▶ [Text passage]:
- - -

This sentiment aligns with the results of ACG Global’s 2022 M&A Outlook Survey, which found that 80% of its members maintain a positive outlook for M&A activity in 2022.

Afinowich has heard the current market being described as “frothy” because of low interest rates and ample dry powder. He estimates there was $1.5 trillion of private equity looking for businesses before the pandemic, and now there is upwards of $2 trillion chasing deals.

“There’s more money out there to be invested than there are good investments to put the money in. That creates a very good market,” he says. It will take time to absorb that demand, which is why Afinowich thinks M&A activity will keep pace in 2022.

From Rogers’ perspective, he also sees signs of continued momentum.

“There may not be that same pent-up pressure this year as there was between 2020 and 2021, but you still have attractive valuations, which supports the willingness of business owners to look at selling their business,” Rogers explains. He adds that favorable economic indicators, such as low unemployment, a high performing stock market and the availability of cheap debt create a fertile environment for dealmaking in 2022.

- - -

(Referring expression data)

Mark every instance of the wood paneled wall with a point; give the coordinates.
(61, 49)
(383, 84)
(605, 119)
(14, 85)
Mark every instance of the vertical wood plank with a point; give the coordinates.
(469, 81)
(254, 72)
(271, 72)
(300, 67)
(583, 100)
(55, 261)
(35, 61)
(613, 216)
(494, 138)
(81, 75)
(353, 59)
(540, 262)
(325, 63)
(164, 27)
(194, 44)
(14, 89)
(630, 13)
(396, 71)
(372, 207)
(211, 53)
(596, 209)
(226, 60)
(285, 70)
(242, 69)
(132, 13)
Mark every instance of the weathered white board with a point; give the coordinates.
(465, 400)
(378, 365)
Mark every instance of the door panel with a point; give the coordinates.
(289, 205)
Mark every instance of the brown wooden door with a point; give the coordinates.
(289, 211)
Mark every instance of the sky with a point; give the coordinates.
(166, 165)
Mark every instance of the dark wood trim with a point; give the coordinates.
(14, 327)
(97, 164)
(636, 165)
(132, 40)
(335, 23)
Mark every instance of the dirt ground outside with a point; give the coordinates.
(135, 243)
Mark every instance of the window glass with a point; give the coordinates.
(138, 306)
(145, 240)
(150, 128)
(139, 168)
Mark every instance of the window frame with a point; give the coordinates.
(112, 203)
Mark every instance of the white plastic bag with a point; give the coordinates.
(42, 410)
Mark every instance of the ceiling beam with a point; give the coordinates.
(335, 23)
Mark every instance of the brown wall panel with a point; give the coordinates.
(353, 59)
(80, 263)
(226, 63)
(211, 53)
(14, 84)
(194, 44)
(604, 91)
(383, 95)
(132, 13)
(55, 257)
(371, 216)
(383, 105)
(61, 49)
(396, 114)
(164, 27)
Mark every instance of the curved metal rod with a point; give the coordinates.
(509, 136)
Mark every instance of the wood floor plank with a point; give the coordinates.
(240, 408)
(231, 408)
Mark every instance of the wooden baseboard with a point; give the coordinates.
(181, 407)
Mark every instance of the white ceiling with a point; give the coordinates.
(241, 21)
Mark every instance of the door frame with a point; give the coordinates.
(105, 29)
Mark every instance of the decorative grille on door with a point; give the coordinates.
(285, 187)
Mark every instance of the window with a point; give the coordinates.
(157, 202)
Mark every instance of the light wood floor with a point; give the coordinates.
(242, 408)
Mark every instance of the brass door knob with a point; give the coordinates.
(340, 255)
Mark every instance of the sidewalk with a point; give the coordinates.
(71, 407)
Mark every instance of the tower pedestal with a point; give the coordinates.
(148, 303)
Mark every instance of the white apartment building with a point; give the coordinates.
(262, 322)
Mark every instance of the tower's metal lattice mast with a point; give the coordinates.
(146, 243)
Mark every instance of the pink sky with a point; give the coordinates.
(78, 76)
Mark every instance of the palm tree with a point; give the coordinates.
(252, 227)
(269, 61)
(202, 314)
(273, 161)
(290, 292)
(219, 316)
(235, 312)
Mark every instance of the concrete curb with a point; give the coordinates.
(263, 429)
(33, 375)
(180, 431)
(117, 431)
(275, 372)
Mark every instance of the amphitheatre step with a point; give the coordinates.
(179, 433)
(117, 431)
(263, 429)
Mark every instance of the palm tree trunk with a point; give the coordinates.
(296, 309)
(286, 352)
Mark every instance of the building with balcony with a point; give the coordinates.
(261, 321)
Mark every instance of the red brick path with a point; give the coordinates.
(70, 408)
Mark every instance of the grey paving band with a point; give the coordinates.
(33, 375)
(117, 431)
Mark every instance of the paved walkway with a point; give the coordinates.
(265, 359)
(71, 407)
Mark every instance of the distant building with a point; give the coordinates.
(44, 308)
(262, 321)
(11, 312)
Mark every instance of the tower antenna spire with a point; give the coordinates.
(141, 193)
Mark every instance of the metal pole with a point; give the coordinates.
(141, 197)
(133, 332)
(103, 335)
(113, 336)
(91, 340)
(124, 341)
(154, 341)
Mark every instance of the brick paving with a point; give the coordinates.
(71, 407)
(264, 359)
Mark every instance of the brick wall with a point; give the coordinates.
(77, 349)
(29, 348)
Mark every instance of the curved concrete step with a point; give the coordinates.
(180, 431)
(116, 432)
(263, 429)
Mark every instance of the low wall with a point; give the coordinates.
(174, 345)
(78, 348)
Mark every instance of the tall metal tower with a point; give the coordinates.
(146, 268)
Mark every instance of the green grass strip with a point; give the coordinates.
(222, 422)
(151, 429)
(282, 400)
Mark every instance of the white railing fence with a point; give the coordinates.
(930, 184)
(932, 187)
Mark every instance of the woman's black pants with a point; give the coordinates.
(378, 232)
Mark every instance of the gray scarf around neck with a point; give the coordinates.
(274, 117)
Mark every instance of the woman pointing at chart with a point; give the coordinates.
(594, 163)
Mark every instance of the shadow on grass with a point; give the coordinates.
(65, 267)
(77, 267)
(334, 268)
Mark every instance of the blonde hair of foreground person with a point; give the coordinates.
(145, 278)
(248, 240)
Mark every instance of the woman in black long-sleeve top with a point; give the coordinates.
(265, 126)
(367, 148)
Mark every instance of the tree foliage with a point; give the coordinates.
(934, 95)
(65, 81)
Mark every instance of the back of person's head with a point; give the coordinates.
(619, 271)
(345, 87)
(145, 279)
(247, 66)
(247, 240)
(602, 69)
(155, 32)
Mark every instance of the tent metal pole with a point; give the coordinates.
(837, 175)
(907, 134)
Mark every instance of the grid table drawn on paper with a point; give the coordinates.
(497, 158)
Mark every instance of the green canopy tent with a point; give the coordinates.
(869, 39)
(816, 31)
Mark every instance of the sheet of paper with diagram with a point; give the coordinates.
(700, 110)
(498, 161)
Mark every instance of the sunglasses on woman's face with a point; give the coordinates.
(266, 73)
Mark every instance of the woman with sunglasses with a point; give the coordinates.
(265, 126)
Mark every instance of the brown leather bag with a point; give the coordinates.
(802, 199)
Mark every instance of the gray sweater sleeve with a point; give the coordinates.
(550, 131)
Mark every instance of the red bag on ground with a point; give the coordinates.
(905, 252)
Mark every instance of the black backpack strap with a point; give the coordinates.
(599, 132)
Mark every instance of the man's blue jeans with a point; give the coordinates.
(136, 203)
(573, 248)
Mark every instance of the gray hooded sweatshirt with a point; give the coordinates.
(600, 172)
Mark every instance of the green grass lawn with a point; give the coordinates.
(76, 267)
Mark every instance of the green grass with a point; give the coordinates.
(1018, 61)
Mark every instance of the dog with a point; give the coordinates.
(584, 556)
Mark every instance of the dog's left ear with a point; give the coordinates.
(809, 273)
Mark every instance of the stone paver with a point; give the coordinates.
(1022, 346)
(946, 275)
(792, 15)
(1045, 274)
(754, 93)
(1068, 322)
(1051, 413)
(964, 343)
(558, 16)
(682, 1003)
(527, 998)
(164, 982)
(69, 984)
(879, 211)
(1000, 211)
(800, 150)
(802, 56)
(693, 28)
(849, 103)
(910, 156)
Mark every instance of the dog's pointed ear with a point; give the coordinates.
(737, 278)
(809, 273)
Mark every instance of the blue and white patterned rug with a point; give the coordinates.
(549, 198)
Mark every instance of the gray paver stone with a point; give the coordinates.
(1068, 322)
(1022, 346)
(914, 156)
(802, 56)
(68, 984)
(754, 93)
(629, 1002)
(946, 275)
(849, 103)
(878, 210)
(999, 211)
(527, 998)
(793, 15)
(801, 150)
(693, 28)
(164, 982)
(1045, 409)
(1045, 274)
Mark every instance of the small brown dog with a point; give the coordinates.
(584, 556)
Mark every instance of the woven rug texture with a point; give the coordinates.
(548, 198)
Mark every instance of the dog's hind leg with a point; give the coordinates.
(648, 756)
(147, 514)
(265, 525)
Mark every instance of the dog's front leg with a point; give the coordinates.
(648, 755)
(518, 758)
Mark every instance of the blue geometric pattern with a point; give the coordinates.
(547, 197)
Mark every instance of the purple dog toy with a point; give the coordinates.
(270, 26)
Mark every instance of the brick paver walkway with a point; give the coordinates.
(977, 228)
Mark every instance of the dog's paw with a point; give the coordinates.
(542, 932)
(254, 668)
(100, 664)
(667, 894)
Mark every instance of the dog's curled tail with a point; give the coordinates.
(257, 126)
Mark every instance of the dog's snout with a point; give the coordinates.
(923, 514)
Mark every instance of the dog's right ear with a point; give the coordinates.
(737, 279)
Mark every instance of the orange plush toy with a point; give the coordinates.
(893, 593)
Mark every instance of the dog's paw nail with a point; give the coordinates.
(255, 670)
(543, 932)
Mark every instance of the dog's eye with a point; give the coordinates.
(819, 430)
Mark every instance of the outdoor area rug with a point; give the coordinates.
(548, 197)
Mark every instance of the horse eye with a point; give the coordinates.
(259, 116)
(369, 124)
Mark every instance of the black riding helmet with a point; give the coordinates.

- - -

▶ [Tasks to perform]:
a. According to the M&A outlook passage, what share of ACG Global's members maintain a positive outlook for M&A activity in 2022?
b. Based on the M&A outlook passage, explain why Afinowich expects M&A activity to keep pace in 2022.
c. In the M&A outlook passage, reproduce the text from "Afinowich has heard" to "pace in 2022.", substituting "available capital" for "dry powder".
The data bears no relation to the text.

▶ [Solutions by task]:
a. 80% of its members maintain a positive outlook for M&A activity in 2022.

b. There is more money available to invest than there are good investments to absorb it, with upwards of $2 trillion in private equity now chasing deals. Because absorbing that demand will take time, Afinowich thinks M&A activity will keep pace in 2022.

c.
Afinowich has heard the current market being described as “frothy” because of low interest rates and ample available capital. He estimates there was $1.5 trillion of private equity looking for businesses before the pandemic, and now there is upwards of $2 trillion chasing deals.

“There’s more money out there to be invested than there are good investments to put the money in. That creates a very good market,” he says. It will take time to absorb that demand, which is why Afinowich thinks M&A activity will keep pace in 2022.